THE INPUT ::
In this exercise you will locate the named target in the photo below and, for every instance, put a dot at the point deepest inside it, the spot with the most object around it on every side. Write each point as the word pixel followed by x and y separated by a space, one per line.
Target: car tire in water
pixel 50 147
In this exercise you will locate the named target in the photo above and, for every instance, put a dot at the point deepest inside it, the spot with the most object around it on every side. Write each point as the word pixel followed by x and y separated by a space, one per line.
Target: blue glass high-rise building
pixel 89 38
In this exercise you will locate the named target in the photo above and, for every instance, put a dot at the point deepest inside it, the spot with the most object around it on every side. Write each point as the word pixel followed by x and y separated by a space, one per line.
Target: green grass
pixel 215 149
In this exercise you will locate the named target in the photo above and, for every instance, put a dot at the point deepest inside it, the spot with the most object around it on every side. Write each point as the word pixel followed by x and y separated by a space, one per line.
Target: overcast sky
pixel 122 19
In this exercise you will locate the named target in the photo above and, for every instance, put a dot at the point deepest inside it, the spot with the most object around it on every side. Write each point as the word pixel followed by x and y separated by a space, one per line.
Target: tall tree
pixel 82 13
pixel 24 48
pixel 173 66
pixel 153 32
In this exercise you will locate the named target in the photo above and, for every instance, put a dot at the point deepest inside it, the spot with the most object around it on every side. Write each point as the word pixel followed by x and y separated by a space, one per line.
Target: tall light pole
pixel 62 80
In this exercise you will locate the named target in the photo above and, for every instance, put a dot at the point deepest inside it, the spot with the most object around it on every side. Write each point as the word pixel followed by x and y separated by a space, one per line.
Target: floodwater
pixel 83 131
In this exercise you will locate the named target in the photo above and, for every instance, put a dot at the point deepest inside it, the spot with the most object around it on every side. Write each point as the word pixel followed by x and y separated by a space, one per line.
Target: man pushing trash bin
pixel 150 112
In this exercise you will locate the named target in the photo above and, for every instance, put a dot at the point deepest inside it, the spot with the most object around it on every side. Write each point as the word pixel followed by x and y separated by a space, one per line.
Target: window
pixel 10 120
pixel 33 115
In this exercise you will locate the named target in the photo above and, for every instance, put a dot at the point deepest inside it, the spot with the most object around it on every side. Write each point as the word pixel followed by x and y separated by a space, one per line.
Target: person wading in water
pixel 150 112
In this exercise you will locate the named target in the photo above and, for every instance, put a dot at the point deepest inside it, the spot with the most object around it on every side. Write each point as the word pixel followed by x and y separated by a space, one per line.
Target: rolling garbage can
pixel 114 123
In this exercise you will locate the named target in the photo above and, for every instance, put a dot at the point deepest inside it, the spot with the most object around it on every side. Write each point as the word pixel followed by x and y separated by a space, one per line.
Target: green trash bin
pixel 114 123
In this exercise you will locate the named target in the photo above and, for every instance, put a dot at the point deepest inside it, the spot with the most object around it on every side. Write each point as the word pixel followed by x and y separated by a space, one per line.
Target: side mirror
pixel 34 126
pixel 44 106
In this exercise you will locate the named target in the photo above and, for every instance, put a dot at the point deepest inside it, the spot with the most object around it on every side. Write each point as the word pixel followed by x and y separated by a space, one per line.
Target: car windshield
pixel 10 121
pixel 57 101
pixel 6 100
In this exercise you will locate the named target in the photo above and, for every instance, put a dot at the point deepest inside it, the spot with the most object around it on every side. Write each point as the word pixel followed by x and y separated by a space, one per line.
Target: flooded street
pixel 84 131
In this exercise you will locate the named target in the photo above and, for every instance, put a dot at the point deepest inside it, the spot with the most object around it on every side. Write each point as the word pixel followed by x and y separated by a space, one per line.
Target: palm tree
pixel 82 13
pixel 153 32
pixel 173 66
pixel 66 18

TASK INSTRUCTIONS ::
Can you recast all of the records above as a numbered list, leaving out the blank lines?

EXERCISE ANSWER ::
1. In this exercise you will locate the named target in the photo below and, for every instance, put a dot at the point deepest inside it, the spot with the most object around it on every side. Write each point as the word pixel followed by x and y separated by a space, one per line.
2. Target: car tire in water
3. pixel 50 147
4. In this exercise you will locate the named target in the photo above and, for every instance, put a dot at the point deepest inside it, the spot with the most object around it on every side. Write each point as the word pixel followed by x and y separated by a space, one per line.
5. Target: blue glass high-rise building
6. pixel 89 38
7. In this exercise you will locate the named target in the photo above and, for every instance, put a dot at the point deepest inside it, the spot with the most object around it on every side. Write each point as the word pixel followed by x and y separated by a space, one per line.
8. Target: green grass
9. pixel 215 149
10. In this exercise you will locate the named target in the photo above and, for every instance, put a dot at the point deepest inside it, the spot with the most object around it on every side. Write each point as the word pixel followed by x and y separated by a space, one per line.
11. Target: overcast sky
12. pixel 122 19
13. In this exercise you will locate the named target in the photo above and, for every instance, put a dot at the point deepest inside it, the spot with the most object around it on every side. Write each point as the word pixel followed by x and y separated by a space, one per line.
14. Target: tall tree
15. pixel 82 13
16. pixel 24 48
17. pixel 173 66
18. pixel 153 32
19. In this exercise you will locate the named target in the photo above and, for every instance, put a dot at the point deepest inside it, the spot with the most object around it on every side. Write each point as the word pixel followed by x and y separated by a space, one per line.
20. Target: tall light pole
21. pixel 62 80
22. In this exercise you will locate the named target in the photo above and, for every instance, put a dot at the point deepest inside it, the spot with the most object around it on every side. Write each point as the word pixel followed by x and y separated by a space, one per line.
23. Target: floodwater
24. pixel 83 131
25. In this exercise you will locate the named target in the photo above and, for every instance, put a dot at the point deepest inside it, the spot with the most object around it on every side. Write each point as the word pixel followed by x and y separated by a space, one per line.
26. Target: man pushing trash bin
27. pixel 150 112
28. In this exercise you will locate the named target in the photo above and, for every instance, put a dot at the point deepest inside it, the spot with the most object around it on every side. Write each point as the word pixel followed by x and y separated by a space, one per line.
29. Target: window
30. pixel 10 120
31. pixel 33 115
32. In this exercise you will locate the named target in the photo above and, for every instance, put a dot at the point deepest inside it, the spot with the most object around it on every side. Write each point as the word pixel followed by x and y separated by a space, one per line.
33. Target: person wading in water
34. pixel 150 112
35. In this exercise you will locate the named target in the photo above and, for every instance, put a dot at the point deepest inside it, the spot with the most object around it on every side. Write each point as the word pixel followed by x and y separated by a space, one per line.
36. Target: rolling garbage can
37. pixel 114 123
38. In this exercise you will locate the named target in the photo above and, for every instance, put a dot at the point deepest inside it, the spot with the most object around it on every side. Write each point as the word pixel followed by x and y separated by a space, one per line.
39. Target: green trash bin
40. pixel 114 123
41. In this exercise you will locate the named target in the photo above and, for every instance, put a dot at the point deepest inside it, the spot with the most object around it on every side. Write each point as the word pixel followed by x and y separated by a space, one per line.
42. Target: side mirror
43. pixel 34 126
44. pixel 44 106
45. In this exercise you will locate the named target in the photo above and, for every instance, put a dot at the point deepest inside it, the spot with the most object around it on every side. Write each point as the word pixel followed by x and y separated by a space, one per line.
46. Target: car windshield
47. pixel 10 121
48. pixel 57 101
49. pixel 6 100
50. In this exercise you will locate the named target in the photo above and, for every instance, put a dot at the point deepest inside it, the spot with the most object around it on every side. Write each point as the word pixel followed by x and y separated by a space, one per line.
51. Target: flooded street
52. pixel 84 131
53. In this exercise you will locate the named target in the photo above and, for every instance, put a dot at the point deepest inside it, the spot with the most object around it on every side. Write each point as the word pixel followed by x and y separated by a space, one per line.
54. Target: palm tree
55. pixel 82 13
56. pixel 153 32
57. pixel 173 66
58. pixel 66 18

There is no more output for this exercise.